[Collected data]

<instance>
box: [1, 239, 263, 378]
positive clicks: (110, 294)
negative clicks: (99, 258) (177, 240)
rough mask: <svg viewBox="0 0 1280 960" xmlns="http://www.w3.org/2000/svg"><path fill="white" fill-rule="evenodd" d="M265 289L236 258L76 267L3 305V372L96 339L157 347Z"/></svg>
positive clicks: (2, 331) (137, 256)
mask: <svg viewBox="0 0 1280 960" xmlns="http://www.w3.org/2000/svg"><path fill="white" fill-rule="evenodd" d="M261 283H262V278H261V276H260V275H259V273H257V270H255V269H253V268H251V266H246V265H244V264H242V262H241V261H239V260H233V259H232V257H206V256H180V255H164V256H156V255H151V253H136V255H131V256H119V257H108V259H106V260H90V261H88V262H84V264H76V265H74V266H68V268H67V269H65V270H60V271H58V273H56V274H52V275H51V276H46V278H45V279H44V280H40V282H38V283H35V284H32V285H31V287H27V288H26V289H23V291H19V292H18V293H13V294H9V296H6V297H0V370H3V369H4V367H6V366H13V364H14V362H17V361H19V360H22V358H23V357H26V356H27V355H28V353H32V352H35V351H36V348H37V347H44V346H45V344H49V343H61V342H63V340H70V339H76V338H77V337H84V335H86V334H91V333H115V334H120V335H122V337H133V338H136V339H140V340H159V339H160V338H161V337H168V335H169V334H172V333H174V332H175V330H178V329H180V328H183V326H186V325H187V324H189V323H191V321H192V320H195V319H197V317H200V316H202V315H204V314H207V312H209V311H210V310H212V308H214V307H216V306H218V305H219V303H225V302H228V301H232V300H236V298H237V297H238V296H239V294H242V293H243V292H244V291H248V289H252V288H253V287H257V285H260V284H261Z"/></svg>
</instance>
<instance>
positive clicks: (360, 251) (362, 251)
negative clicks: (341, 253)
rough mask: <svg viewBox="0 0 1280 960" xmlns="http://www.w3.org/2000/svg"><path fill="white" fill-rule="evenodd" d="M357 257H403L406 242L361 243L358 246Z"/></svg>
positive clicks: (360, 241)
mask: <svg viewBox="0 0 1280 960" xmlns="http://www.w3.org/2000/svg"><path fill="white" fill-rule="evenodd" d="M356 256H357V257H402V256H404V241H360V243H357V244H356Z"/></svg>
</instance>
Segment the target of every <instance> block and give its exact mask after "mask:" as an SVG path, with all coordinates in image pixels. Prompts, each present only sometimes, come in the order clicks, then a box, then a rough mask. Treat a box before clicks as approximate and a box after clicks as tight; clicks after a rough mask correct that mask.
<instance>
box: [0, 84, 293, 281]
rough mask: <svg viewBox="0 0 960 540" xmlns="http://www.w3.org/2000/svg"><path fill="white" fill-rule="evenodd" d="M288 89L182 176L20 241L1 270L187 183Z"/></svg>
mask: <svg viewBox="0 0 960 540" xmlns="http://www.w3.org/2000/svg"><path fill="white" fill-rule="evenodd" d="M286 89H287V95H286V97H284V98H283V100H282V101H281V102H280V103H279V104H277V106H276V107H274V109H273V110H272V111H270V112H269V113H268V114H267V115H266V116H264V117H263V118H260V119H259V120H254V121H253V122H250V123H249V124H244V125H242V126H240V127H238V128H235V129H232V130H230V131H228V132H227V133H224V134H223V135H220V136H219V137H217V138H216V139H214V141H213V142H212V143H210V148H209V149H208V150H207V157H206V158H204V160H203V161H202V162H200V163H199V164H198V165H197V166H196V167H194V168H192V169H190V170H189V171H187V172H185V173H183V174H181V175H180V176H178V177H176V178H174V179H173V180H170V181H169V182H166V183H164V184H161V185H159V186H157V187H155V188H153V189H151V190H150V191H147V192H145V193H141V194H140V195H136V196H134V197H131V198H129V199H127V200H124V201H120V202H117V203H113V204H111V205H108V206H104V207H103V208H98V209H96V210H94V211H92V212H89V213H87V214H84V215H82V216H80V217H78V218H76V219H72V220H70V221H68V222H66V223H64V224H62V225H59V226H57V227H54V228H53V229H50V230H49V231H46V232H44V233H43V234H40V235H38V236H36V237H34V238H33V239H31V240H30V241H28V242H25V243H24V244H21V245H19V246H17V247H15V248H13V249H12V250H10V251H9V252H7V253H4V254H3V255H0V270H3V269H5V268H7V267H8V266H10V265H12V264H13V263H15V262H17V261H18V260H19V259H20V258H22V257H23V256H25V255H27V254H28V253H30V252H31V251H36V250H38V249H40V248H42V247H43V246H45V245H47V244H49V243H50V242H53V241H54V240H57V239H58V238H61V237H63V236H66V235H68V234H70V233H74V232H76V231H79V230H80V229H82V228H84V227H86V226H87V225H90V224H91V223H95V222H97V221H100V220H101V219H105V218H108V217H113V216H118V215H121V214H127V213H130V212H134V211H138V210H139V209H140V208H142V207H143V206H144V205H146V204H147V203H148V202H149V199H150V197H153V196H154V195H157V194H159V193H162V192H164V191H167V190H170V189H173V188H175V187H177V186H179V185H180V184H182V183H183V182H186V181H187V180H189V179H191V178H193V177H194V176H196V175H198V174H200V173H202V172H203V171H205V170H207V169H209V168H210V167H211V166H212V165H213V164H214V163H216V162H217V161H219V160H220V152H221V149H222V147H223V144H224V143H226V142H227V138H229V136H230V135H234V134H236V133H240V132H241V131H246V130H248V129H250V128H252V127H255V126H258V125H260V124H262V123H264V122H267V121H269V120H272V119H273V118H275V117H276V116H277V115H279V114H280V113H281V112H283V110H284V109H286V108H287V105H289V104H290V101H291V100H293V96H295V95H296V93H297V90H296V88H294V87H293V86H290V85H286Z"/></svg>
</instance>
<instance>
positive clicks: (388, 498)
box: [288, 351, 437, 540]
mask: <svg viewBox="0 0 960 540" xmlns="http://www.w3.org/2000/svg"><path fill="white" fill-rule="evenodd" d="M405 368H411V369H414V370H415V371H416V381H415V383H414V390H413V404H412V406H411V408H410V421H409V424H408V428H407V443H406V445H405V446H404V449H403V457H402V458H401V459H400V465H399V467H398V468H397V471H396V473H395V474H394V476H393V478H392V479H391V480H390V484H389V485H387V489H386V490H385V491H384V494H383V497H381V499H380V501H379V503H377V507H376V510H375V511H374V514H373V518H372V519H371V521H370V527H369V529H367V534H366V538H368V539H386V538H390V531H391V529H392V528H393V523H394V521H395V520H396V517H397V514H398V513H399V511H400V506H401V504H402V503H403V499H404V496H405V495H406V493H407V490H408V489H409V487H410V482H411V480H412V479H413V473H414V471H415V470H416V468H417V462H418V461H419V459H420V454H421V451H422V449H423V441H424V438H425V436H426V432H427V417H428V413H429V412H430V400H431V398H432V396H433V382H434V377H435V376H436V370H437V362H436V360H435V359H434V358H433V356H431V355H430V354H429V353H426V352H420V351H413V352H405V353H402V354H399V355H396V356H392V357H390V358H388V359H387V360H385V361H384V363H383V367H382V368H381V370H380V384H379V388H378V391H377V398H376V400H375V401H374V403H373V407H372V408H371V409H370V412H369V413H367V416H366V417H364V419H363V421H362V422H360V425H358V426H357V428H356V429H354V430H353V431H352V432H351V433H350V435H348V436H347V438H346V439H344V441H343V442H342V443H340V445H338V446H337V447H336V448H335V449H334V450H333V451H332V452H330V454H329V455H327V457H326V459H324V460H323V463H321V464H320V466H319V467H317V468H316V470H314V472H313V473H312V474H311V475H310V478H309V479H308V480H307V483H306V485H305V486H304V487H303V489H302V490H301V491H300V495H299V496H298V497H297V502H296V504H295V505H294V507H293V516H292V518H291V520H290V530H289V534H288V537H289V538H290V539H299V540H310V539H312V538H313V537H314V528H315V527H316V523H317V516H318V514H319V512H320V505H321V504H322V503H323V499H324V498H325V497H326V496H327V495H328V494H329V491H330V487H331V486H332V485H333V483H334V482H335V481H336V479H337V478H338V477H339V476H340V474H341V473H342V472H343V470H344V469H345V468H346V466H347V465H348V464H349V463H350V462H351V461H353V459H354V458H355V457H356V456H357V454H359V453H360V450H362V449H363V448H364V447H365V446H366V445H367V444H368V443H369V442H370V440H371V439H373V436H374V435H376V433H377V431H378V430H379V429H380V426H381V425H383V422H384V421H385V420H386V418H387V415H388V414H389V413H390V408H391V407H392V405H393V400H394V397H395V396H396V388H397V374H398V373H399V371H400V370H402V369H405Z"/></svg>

▶ Task directions:
Taking the entries above, restate exactly those lines that fall between the line with "negative clicks: (99, 258) (177, 240)" and the line with "289L236 258L76 267L3", keeping both of those lines too.

▶ Answer below:
negative clicks: (99, 258) (177, 240)
rough mask: <svg viewBox="0 0 1280 960" xmlns="http://www.w3.org/2000/svg"><path fill="white" fill-rule="evenodd" d="M265 289L236 258L76 267L3 305V372L96 339L157 347Z"/></svg>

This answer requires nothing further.